DATA SUPPLIED —
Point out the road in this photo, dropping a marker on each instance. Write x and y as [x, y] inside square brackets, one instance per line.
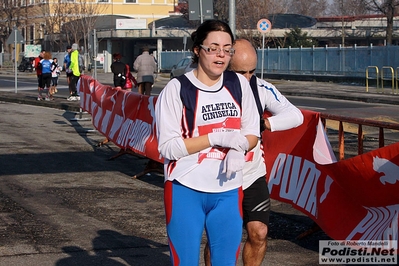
[63, 202]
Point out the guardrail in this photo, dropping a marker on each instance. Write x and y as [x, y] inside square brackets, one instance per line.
[393, 77]
[368, 76]
[360, 136]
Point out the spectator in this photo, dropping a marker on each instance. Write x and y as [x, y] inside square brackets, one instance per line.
[55, 73]
[75, 73]
[38, 68]
[131, 82]
[145, 66]
[119, 70]
[67, 62]
[205, 126]
[256, 202]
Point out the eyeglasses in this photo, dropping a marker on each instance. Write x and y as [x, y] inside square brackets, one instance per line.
[216, 50]
[242, 72]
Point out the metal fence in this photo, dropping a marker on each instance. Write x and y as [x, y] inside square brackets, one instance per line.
[345, 61]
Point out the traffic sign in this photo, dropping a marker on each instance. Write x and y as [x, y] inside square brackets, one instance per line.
[264, 25]
[15, 36]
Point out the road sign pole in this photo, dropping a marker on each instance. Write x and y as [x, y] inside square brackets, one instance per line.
[15, 63]
[263, 53]
[263, 26]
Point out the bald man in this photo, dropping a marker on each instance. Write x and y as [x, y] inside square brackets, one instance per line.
[256, 202]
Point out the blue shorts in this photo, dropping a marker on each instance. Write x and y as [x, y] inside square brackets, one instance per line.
[189, 211]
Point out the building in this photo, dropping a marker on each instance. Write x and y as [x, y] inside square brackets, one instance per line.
[45, 22]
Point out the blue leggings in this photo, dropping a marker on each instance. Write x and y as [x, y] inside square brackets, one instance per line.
[188, 211]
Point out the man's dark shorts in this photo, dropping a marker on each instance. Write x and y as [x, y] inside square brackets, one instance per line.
[119, 82]
[256, 202]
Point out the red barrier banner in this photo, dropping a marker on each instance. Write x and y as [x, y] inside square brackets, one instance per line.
[125, 118]
[353, 199]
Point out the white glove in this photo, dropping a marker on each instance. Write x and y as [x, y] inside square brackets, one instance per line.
[231, 139]
[233, 162]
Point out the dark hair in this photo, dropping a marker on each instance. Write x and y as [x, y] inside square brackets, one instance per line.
[117, 56]
[204, 29]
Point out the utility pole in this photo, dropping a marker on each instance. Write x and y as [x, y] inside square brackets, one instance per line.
[342, 25]
[232, 16]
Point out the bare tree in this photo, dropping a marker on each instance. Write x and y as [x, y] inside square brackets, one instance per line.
[71, 22]
[309, 8]
[386, 7]
[12, 15]
[347, 8]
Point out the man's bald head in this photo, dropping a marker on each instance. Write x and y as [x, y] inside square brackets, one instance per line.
[245, 59]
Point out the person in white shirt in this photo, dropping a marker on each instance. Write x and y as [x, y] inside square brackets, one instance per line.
[256, 202]
[205, 128]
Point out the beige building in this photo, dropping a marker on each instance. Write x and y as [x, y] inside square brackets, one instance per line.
[48, 22]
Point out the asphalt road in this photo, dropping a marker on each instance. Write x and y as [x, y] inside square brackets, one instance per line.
[63, 202]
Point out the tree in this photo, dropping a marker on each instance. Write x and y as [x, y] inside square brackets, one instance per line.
[347, 8]
[12, 15]
[72, 20]
[296, 38]
[386, 7]
[309, 8]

THE EXERCISE — Using the records above, output their complete text exactly, minus any images.

SOLUTION FOR THIS PROBLEM —
Point out the road in this photo, dropping a marker on each instance. Write x and y as [x, y] inside square brackets, one instance per line.
[63, 202]
Point out the guardrail in this photo, dropping a marker on each instance. Write x and y as [x, y] inside square brackets, one instance per line.
[393, 77]
[368, 76]
[360, 136]
Point out the spectator in this photo, dropping a marker on each instance. Write x and y as [x, y] inside square brackets, one instance per line.
[55, 73]
[75, 73]
[38, 68]
[131, 82]
[145, 66]
[119, 70]
[67, 62]
[205, 126]
[256, 202]
Point out the eyeglasses in this photo, dropping a marker on each instance. Write x and y as [x, y] inside square brackets, one instance per line.
[216, 50]
[242, 72]
Point out the metal fence in this photo, dropping a marker on each instance. Write x and y as [x, y] inside square brackets, one instance per line.
[345, 61]
Point out the traffic sign in this photo, dropping a marker on each instance. Write x and y as [x, y] inside square brackets, one instance per line.
[264, 25]
[15, 36]
Point out the road sign pole in this photo, dropping a marker on each instance. Write x and y as [x, y] inside square brackets, one instance per line.
[15, 63]
[263, 53]
[263, 26]
Point out the bald man in this photo, dropping a marker on each instance. Write x and y as [x, y] inside square brackets, one instance per line.
[256, 202]
Point out the blue shorts in this photo, dropping a marker on each instance. Write x and y as [x, y] inside square brackets, one instance per line.
[189, 211]
Point out the building in this photo, dropping a marker on each instance. Write x and y as [x, y] inside square brackets, one instance per line.
[45, 22]
Point out the blue leggings in this photo, dropping a marker on each instance. Write x and y as [x, y] inside square brackets, one instance per line.
[188, 211]
Point out the man's dark shorts in this photo, dropping a marker on each instance. Write x and y as [x, y] inside square brackets, one instance per line.
[119, 82]
[256, 202]
Point out the red barrier banner in this photo, dropping a marker on each instance. Write x and y as [x, y] inside square brackets, one instance per line.
[125, 118]
[353, 199]
Point out the white glove in this photo, dropping a marker on each instance. Write x and y as [x, y] inside square brackets, one instance per line.
[231, 139]
[233, 162]
Point out the dark hair in this photo, dropping a marker on each instance. Write x and y as [x, y] inside square brackets, one instance per line.
[117, 56]
[204, 29]
Point out the utility pole in this photo, dropping a marker on each instance. Write x and y as [x, y] inside square brackets, one instance per line.
[342, 25]
[232, 16]
Point out the bare tree in this photo, dropping a marker on each instance. Write x and y as [x, y] inside square brackets, one instance per line.
[71, 22]
[309, 8]
[386, 7]
[12, 15]
[347, 8]
Point out the man's bald head in this photo, dropping a marker on each instance. Write x and y as [x, y] inside square brackets, one instance per line.
[245, 59]
Point out the person in white shirt in this photo, dropping a marker on each instance. Write x and y as [x, y] inside square brackets, one instance per line.
[256, 202]
[205, 128]
Point out the beige building in this photo, dropping a marker on each instance. Write x and y as [x, y] inside square brackets, one instance per line.
[48, 22]
Point out the asphalt road in this photo, dropping a marker on each instance. Write x and y as [x, y] inside square brackets, one instance per line.
[63, 202]
Point out the tree in this photo, dropping a marker on each instance. Write x and y as [x, y] inside square brackets, one instance per line.
[347, 8]
[12, 15]
[72, 20]
[296, 38]
[386, 7]
[309, 8]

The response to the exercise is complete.